** TASK OBJECTIVE **
Render the listing below as a JSON list of strings, one string per line, with blank lines left out.
** begin TASK INPUTS **
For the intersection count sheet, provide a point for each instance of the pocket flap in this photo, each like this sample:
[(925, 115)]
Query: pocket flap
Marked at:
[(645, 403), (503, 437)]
** end TASK INPUTS **
** SOLUTION TO THIS TASK **
[
  "For the intersection count sheet, provide a point for each instance of the pocket flap in this photo, each like this sample:",
  "[(925, 115)]",
  "Query: pocket flap",
  "Marked at:",
  "[(645, 403), (503, 437)]"
]